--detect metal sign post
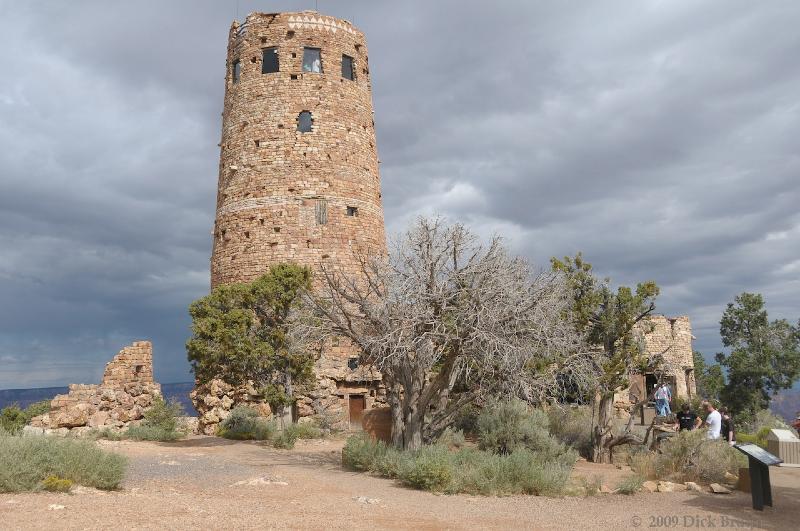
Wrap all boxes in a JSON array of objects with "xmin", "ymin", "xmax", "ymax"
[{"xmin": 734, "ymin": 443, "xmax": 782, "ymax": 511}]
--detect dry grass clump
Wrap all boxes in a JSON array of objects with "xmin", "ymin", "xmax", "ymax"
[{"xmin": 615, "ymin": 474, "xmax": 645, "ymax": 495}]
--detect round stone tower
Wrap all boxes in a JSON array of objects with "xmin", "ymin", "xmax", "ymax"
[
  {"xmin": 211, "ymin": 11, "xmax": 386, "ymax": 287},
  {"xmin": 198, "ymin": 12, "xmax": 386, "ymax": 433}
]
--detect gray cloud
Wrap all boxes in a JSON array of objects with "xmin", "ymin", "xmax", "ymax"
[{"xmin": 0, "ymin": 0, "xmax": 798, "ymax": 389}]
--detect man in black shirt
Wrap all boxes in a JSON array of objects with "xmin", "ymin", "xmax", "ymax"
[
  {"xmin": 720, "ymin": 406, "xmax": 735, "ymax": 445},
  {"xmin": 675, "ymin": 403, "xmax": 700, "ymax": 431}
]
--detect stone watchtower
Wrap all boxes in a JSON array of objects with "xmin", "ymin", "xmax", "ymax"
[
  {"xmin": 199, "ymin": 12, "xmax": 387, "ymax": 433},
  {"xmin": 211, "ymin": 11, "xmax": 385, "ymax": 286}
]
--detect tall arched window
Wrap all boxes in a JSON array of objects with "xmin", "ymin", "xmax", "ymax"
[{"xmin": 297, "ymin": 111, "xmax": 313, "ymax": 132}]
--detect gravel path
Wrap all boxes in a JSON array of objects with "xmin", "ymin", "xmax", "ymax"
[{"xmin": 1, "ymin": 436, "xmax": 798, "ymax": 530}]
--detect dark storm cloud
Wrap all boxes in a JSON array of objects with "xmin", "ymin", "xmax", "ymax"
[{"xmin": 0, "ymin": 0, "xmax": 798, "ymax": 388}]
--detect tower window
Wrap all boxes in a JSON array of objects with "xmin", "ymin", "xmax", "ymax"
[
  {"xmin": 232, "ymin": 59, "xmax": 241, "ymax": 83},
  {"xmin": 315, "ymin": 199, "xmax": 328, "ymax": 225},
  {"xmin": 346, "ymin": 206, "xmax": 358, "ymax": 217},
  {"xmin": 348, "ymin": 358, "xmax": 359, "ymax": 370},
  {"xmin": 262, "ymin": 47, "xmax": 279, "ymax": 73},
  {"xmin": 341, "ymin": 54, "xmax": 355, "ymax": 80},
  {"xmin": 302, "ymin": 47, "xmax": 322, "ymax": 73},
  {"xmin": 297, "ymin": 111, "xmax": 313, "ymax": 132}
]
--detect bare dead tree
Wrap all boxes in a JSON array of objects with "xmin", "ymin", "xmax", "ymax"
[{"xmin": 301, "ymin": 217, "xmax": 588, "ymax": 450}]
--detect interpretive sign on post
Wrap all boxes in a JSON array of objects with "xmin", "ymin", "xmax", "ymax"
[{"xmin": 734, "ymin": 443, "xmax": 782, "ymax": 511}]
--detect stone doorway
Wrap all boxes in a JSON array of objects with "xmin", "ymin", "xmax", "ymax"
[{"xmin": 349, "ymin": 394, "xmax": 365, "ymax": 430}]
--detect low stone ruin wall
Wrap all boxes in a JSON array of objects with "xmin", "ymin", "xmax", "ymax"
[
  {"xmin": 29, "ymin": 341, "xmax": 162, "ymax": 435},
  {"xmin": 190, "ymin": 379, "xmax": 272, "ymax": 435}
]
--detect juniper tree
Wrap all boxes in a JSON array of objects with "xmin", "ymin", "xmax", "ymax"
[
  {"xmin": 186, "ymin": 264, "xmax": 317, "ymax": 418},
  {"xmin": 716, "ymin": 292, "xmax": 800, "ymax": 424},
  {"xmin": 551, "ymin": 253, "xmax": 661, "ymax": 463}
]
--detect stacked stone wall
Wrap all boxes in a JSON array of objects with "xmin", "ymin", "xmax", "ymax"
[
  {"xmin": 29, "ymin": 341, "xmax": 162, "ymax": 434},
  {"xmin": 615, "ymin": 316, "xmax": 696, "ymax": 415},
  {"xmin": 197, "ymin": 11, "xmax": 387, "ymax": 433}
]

□ □ □ □ □ □ □

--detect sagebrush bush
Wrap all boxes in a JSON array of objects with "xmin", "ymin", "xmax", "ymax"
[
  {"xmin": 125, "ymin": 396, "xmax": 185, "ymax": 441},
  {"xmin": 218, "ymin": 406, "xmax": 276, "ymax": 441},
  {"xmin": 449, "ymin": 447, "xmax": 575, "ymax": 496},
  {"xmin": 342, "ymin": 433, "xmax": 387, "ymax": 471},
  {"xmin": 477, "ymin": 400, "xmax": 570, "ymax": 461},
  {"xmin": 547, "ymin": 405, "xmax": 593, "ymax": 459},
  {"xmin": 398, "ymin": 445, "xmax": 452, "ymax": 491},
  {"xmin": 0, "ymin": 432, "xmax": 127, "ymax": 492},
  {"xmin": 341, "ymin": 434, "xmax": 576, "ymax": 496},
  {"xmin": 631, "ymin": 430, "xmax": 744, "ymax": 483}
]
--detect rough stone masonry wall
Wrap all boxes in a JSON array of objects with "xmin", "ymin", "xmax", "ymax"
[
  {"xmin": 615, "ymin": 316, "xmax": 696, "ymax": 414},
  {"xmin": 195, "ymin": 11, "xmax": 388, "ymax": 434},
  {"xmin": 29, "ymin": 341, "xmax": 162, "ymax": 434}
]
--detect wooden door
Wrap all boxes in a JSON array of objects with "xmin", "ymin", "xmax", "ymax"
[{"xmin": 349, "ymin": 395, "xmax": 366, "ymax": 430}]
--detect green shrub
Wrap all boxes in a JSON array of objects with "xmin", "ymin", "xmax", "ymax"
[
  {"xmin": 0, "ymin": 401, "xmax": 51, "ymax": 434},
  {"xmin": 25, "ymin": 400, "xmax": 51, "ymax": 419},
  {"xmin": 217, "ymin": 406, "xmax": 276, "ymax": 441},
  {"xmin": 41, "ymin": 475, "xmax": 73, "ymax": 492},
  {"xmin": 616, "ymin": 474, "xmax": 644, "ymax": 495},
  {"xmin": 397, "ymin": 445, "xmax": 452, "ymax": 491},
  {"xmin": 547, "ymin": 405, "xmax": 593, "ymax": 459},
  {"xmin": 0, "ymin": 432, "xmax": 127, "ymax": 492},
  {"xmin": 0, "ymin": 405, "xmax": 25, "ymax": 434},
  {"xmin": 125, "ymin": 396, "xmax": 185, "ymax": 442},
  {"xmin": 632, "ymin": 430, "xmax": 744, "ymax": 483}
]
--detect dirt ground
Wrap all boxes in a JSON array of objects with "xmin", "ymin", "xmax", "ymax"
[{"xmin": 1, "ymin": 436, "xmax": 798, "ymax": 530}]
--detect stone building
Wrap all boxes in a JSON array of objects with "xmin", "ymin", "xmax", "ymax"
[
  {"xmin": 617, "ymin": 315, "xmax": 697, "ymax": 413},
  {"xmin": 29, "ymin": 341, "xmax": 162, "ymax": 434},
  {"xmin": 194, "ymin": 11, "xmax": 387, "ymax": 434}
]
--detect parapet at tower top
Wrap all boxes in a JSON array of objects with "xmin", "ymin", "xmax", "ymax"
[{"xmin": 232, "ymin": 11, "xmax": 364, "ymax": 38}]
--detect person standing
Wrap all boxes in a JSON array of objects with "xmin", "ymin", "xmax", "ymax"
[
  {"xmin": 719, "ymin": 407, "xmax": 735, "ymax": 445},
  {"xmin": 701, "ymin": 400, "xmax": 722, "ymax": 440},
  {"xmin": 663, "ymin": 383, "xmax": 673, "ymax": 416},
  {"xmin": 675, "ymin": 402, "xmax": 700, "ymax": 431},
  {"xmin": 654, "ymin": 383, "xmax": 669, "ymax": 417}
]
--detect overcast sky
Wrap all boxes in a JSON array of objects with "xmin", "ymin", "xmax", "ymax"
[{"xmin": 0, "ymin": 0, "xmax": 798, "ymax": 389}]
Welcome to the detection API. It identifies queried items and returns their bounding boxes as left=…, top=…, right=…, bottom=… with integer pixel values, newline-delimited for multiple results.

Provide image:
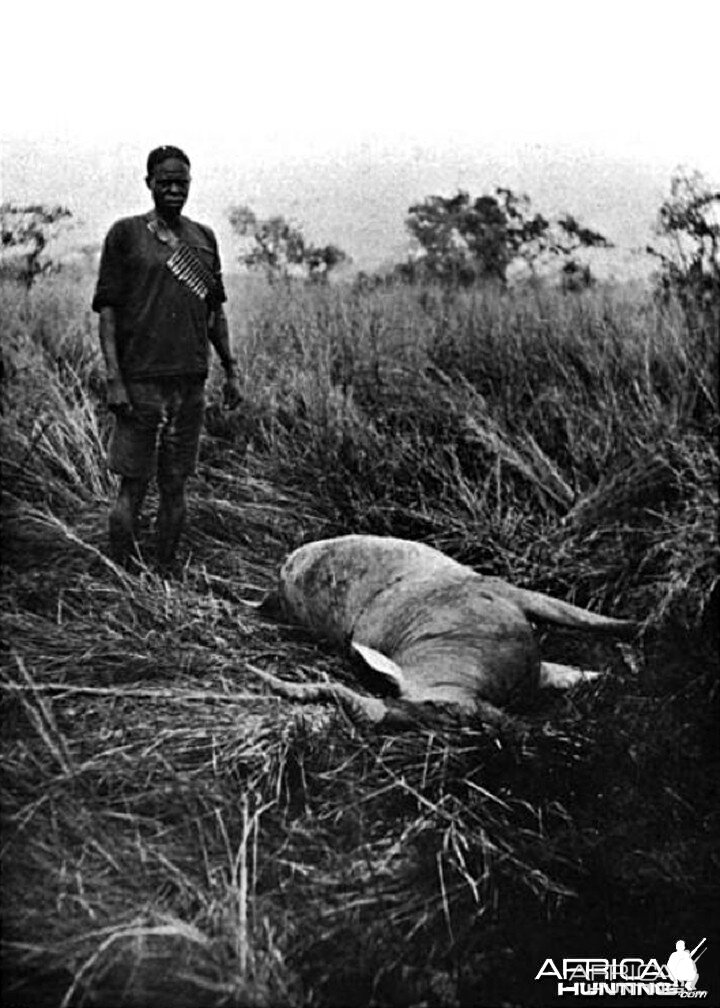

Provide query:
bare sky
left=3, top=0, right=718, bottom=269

□ □ □ □ □ □ □

WHAT YOU NEED TO DO =
Look above for the line with "--detect metal sign post" and copy exactly from it through the line with "--detect man in black shirt", both included. Omit the pictures.

ANSWER TO THIS TASK =
--detect metal sign post
Wrap all boxes in a JSON array of objects with "xmin", "ymin", "xmax", "ymax"
[{"xmin": 734, "ymin": 443, "xmax": 782, "ymax": 511}]
--detect dry grass clump
Wrap all boxes in a JSON array of objects with "xmin", "ymin", "xmax", "ymax"
[{"xmin": 615, "ymin": 474, "xmax": 645, "ymax": 495}]
--detect round stone tower
Wrap all boxes in a JSON array of objects with "xmin", "ymin", "xmax", "ymax"
[
  {"xmin": 211, "ymin": 11, "xmax": 386, "ymax": 287},
  {"xmin": 198, "ymin": 12, "xmax": 386, "ymax": 433}
]
--detect gray cloud
Wrap all boxes in a JSON array of objects with "xmin", "ymin", "xmax", "ymax"
[{"xmin": 0, "ymin": 0, "xmax": 798, "ymax": 389}]
--detect man in black shirt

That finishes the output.